┌────────

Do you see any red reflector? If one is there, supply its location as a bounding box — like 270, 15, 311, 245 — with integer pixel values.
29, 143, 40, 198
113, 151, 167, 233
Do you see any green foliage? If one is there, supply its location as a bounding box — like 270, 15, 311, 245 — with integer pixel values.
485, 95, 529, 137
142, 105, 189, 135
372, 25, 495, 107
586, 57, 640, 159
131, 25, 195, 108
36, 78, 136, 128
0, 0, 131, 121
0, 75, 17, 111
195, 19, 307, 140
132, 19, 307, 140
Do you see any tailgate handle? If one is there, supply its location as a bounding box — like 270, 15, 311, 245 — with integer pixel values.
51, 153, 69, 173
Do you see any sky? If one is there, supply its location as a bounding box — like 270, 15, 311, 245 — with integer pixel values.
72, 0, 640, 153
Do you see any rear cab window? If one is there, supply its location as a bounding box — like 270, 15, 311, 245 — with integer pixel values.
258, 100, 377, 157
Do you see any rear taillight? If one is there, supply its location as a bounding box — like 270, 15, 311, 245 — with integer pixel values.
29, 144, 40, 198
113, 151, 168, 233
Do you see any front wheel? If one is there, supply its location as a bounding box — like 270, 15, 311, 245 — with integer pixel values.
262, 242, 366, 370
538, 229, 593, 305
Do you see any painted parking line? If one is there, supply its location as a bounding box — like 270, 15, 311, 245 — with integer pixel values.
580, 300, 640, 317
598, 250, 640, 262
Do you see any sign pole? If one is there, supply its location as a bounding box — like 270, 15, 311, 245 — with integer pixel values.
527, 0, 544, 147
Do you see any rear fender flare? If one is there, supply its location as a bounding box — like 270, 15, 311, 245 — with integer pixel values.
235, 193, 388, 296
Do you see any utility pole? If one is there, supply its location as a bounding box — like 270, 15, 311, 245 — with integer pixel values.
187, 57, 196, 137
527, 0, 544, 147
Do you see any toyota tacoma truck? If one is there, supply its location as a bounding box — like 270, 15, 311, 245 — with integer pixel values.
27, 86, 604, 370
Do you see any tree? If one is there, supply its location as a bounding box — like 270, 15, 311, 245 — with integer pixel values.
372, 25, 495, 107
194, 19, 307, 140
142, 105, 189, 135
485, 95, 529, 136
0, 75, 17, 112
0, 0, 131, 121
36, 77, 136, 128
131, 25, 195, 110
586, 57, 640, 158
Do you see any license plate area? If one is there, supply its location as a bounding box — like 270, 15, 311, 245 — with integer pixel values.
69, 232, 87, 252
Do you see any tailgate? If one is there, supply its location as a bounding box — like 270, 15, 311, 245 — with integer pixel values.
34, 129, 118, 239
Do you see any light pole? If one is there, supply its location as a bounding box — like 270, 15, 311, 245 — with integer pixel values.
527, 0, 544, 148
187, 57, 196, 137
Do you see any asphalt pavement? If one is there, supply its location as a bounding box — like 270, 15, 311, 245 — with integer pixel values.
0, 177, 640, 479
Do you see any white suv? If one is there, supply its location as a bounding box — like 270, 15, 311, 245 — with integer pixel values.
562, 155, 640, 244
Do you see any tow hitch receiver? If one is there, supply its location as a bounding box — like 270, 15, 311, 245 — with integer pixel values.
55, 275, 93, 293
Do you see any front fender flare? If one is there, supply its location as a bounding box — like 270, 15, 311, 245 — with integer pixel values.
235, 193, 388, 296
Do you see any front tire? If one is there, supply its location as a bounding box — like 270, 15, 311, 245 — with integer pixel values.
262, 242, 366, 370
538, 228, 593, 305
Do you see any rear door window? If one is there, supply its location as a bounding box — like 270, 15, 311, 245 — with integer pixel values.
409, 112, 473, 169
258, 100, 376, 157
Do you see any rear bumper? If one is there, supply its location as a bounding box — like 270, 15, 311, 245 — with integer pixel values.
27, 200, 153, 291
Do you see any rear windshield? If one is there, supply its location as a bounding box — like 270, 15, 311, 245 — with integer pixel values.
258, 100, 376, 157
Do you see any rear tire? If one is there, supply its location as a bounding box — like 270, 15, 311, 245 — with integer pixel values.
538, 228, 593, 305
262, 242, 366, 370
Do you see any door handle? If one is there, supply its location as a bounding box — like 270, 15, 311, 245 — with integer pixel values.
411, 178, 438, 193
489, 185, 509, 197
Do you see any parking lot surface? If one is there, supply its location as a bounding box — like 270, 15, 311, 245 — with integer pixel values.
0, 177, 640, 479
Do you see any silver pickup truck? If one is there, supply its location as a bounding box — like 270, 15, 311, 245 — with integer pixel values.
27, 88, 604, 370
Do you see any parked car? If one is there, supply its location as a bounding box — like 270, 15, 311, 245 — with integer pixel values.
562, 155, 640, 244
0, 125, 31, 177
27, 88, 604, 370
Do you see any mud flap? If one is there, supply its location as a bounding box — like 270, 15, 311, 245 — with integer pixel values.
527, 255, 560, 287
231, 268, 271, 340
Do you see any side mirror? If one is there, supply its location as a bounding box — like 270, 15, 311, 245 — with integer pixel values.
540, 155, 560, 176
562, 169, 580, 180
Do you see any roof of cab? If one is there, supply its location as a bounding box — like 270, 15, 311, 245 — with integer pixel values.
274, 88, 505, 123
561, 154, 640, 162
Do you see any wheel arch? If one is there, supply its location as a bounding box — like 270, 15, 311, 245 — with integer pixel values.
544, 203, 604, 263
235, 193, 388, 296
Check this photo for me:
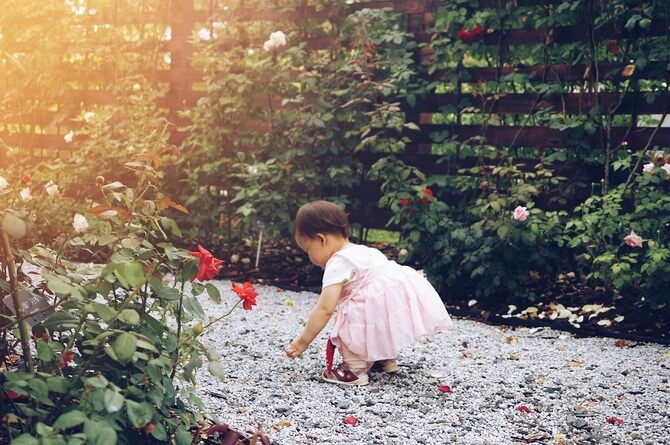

└────────

THE TASK:
Render all of the data above as a JSON array of strings, one string per line, with blank lines omitted. Leave the pictures out of the array.

ANSWER TO THIS TASK:
[
  "Do you see any red reflector? If one is there, supply its location as a bounding box — like 270, 15, 311, 245 — with integer pixel values.",
  "29, 143, 40, 198",
  "113, 151, 167, 233",
  "Do you see any green foliage? If one is there, supply its location as a bounding box — like 270, 15, 311, 245 — with integer pixel values.",
  "485, 95, 529, 137",
  "142, 105, 189, 135",
  "372, 25, 495, 107",
  "586, 57, 640, 159",
  "131, 25, 195, 108",
  "36, 78, 136, 128",
  "0, 0, 131, 121",
  "0, 75, 17, 111",
  "195, 19, 307, 140",
  "132, 19, 307, 140",
  "Do you see any tailgate handle? If one is there, supply its location as a bounding box — like 270, 15, 311, 245 — with integer pixel values.",
  "51, 153, 69, 173",
  "Do you see any sky? If one is there, supply its location as a bounding box — like 270, 15, 311, 245 — with integer pixel values.",
  "72, 0, 640, 153",
  "Do you see any rear cab window? If one is there, supply its location as a bounding box — like 270, 15, 311, 245 — with integer pixel values.",
  "258, 100, 377, 157",
  "Do you see any rear taillight? If one is there, supply its location as a bounding box — like 270, 15, 311, 245 — with integer pixel values.",
  "29, 144, 40, 198",
  "113, 151, 168, 233",
  "Do you see any front wheel? If one is there, supply its location as a bounding box — like 270, 15, 311, 245 — with integer pixel values.",
  "262, 242, 366, 370",
  "538, 229, 593, 305",
  "Do you see any painted parking line? If one is there, supply its location as a bounding box — like 270, 15, 311, 245 — with integer pixel values.",
  "580, 300, 640, 317",
  "598, 250, 640, 262",
  "Do you see any sign pole? If one is there, supply its location as a bounding box — like 270, 15, 311, 245 — with integer pixel values.",
  "527, 0, 544, 147",
  "Do you see any rear fender flare? If one is there, supply its location as a bounding box — like 270, 15, 311, 245 — with integer pixel values.",
  "235, 193, 388, 296",
  "Do you see any utility pole? If one is there, supply its location as a bounding box — like 270, 15, 311, 245 — with integer pixel values.",
  "187, 57, 196, 137",
  "527, 0, 544, 147",
  "Do you see any toyota tacoma truck? If one is there, supply its location as a bounding box — like 270, 15, 311, 245 — with integer pixel values.",
  "27, 86, 604, 370",
  "Do you see any tree? If one is there, supply its location as a bounding box — like 270, 15, 311, 245 — with integer pixel values.",
  "372, 25, 495, 107",
  "194, 19, 307, 140",
  "142, 105, 189, 135",
  "485, 95, 529, 136",
  "0, 75, 17, 112",
  "0, 0, 131, 121",
  "36, 77, 136, 128",
  "131, 25, 195, 110",
  "586, 57, 640, 158",
  "Do you see any license plate area? If one is there, supply its location as a bounding box — like 270, 15, 311, 245 — with integer pixel values.",
  "69, 232, 87, 252",
  "Do you see any tailgate? If one is there, supply its location as a bounding box — like 270, 15, 311, 245 — with integer pixel values.",
  "34, 129, 118, 239",
  "Do you see any light pole? If one is there, supply its location as a bounding box — like 270, 15, 311, 245 — with integer pixel values.",
  "527, 0, 544, 148",
  "187, 57, 196, 137",
  "Do you see any asphalt pavement? If one is there, supply its location as a bounding box — like 270, 15, 311, 245 — with integer pixel values.",
  "0, 177, 640, 479",
  "Do you see any white suv? If one is there, supply its location as a bounding box — like 270, 15, 311, 245 — with integer pixel values.",
  "562, 155, 640, 244",
  "Do you see any tow hitch receiver? If one is there, supply its location as a bounding box — like 270, 15, 311, 245 — with integer pixel values.",
  "55, 275, 93, 293",
  "Do you see any front fender flare? If one is there, supply its location as a bounding box — like 270, 15, 311, 245 — with integer pixel values.",
  "235, 193, 388, 296",
  "Do you see any front tire? If one is there, supply its location as a bounding box — like 270, 15, 311, 245 — with integer pixel values.",
  "262, 242, 366, 370",
  "538, 228, 593, 305",
  "Do you see any rear door window? If one is there, supply its location as a bounding box — like 270, 15, 311, 245 — with integer pixel values.",
  "409, 112, 473, 169",
  "258, 100, 376, 157",
  "Do you see any rear bumper? If one is there, supply its location as a bounding box — like 270, 15, 311, 245 — with integer pixel values.",
  "27, 200, 153, 291",
  "Do you see any rear windshield? If one is there, supply its location as a bounding box — like 270, 15, 311, 245 — with integer pixel values.",
  "258, 100, 376, 157",
  "Do you see any rear tire? If one is there, supply its location as a bounding box — like 270, 15, 311, 245 — with integer pixel values.",
  "538, 228, 593, 305",
  "262, 242, 366, 370",
  "Do you see any door handle? If one is there, supply its location as a bounding box — like 270, 15, 311, 245 — with integer pixel values.",
  "411, 178, 438, 193",
  "489, 185, 509, 197",
  "Do you see any parking lot surface? If one is there, supply its location as a bounding box — like 270, 15, 311, 245 — with integer pixel values.",
  "0, 177, 640, 479",
  "Do you see any silver pickup truck? If one is there, supply its location as a bounding box — like 270, 15, 311, 245 — with integer pixel values.",
  "27, 88, 604, 370",
  "Do you see any parked car? If one is there, supply its location as a bounding box — like 270, 15, 311, 245 — with integer pixel values.",
  "562, 155, 640, 244",
  "0, 125, 31, 177",
  "27, 88, 604, 370",
  "Do you see any mud flap? If one is there, supply its location as a bounding box — like 270, 15, 311, 245 — with integer pixel values.",
  "527, 255, 560, 287",
  "231, 268, 271, 340",
  "Do you see any side mirror? If one is there, supply its location as a bounding box — like 270, 15, 311, 245 — with integer pixel values.",
  "540, 155, 560, 176",
  "562, 169, 580, 180",
  "Do you see any roof of cab? If one is there, supply its location as a bounding box — like 270, 15, 311, 245 — with integer pixel values.",
  "274, 88, 505, 123",
  "561, 154, 640, 162",
  "Do you see any wheel arch? If one is there, supply its location as a bounding box — like 270, 15, 311, 245 — with integer pixel values.",
  "544, 203, 604, 263",
  "235, 193, 388, 296",
  "Check this photo for me:"
]